> _Selected passage_:
= = = = = = =

67.   Remission of tax.

   (1) Where the Commissioner General is of the opinion that the whole or any part of the tax due under this Act from a taxpayer cannot be effectively recovered by reason of—

   (a)   considerations of hardship; or

   (b)   impossibility, undue difficulty or the excessive cost of recovery,

the Commissioner General may refer the taxpayer’s case to the Minister.

   (2) Where a taxpayer’s case has been referred to the Minister under subsection (1) and the Minister is satisfied that the tax due cannot be effectively recovered, the Minister may remit or write off in whole or part, the tax due from the taxpayer.

 

PART IX
GENERAL PROVISIONS.

 

68.–70A.   …

 

71.   Application of Act to partnerships and unincorporated associations.

   (1) This Act applies to a partnership as if the partnership were a person, but with the following changes—

   (a)   obligations that would be imposed on the partnership are imposed on each partner, but may be discharged by any of the partners;

   (b)   the partners are jointly and severally liable to pay any amount that would be payable by the partnership; and

   (c)   any offence under this Act that would otherwise be committed by the partnership is taken to have been committed by each of the partners.

   (2) This Act applies to an unincorporated association as if it were a person, but the obligations that would be imposed on the association are imposed on each member of the committee of management of the association, but may be discharged by any of those members.

   (3) In a prosecution of a person for an offence that the person is taken to have committed under subsection (1)(c), it is a defence if the person proves that he or she—

   (a)   did not aid, abet, counsel or procure the relevant act or omission; and

   (b)   was not in any way knowingly concerned in, or party to, the relevant act or omission.

= = = = = = =

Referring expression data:
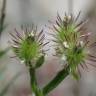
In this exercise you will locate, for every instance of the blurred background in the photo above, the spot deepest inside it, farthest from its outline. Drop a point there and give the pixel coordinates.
(40, 11)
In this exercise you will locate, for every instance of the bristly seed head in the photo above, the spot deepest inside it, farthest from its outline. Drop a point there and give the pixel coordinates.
(29, 45)
(72, 42)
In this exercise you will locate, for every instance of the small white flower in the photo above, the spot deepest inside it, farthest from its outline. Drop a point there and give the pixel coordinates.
(65, 44)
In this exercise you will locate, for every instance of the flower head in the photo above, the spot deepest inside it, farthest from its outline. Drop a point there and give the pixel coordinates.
(28, 45)
(72, 42)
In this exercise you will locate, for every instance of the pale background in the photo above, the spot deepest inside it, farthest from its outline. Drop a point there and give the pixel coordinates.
(40, 11)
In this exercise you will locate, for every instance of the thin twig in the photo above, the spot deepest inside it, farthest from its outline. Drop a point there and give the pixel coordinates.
(2, 18)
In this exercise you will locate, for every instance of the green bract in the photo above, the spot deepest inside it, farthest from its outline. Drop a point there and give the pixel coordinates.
(28, 46)
(71, 42)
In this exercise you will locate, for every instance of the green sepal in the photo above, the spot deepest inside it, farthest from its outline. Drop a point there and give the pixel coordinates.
(40, 61)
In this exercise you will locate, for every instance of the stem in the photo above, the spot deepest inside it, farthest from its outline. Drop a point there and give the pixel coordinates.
(56, 80)
(33, 82)
(2, 18)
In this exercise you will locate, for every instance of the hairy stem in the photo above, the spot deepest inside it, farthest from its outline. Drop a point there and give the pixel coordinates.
(56, 81)
(2, 17)
(35, 89)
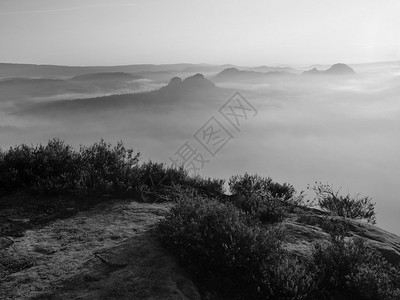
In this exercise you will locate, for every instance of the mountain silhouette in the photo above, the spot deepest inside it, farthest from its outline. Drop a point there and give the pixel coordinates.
(336, 69)
(106, 76)
(190, 90)
(234, 74)
(190, 84)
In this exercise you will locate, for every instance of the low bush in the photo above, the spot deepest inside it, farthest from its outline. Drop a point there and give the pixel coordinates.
(107, 170)
(254, 185)
(358, 208)
(58, 169)
(263, 208)
(215, 241)
(159, 174)
(349, 268)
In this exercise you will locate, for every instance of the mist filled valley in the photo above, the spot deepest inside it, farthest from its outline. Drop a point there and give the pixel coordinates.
(340, 129)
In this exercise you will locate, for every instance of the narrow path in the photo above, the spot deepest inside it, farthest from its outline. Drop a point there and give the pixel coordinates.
(104, 253)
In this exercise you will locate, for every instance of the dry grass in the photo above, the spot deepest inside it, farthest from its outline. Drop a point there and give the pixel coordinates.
(63, 264)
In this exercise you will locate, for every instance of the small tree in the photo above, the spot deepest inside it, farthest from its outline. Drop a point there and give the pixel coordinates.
(353, 207)
(255, 185)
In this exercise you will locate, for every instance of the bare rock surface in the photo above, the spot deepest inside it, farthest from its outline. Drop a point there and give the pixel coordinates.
(107, 252)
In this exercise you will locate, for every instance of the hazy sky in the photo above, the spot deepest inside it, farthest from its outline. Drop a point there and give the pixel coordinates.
(101, 32)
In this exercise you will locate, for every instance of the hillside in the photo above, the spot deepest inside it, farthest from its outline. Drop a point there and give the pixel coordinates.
(234, 74)
(95, 223)
(58, 261)
(335, 70)
(106, 252)
(190, 90)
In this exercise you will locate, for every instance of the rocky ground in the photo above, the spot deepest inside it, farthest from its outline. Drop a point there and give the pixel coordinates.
(107, 252)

= = = = = = =

> _Questions_:
**A)** Reproduce everything in the tax provisions from "(b)   impossibility, undue difficulty" down to "GENERAL PROVISIONS.", keeping the wording unchanged.
**B)** Pick up the tax provisions from where they stop, continuing with the next part.

> _Responses in order_:
**A)**
(b)   impossibility, undue difficulty or the excessive cost of recovery,

the Commissioner General may refer the taxpayer’s case to the Minister.

   (2) Where a taxpayer’s case has been referred to the Minister under subsection (1) and the Minister is satisfied that the tax due cannot be effectively recovered, the Minister may remit or write off in whole or part, the tax due from the taxpayer.

 

PART IX
GENERAL PROVISIONS.

**B)**
 

72.   Trustee.

   A person who is a trustee in more than one capacity is treated for the purposes of this Act as a separate person in relation to each of those capacities.

 

73.   Currency conversion.

   (1) For the purposes of this Act, all amounts of money are to be expressed in Uganda shillings.

   (2) Where an amount is expressed in a currency other than Uganda shillings, the amount shall be converted into the Uganda shillings using the weighted selling rates of the previous month for the currency concerned.

 

74.   Prices quoted to include tax.

   Any price advertised or quoted for a taxable supply shall include tax, and the advertisement or quotation shall state that the price includes the tax.

 

75.   Schemes for obtaining undue tax benefits.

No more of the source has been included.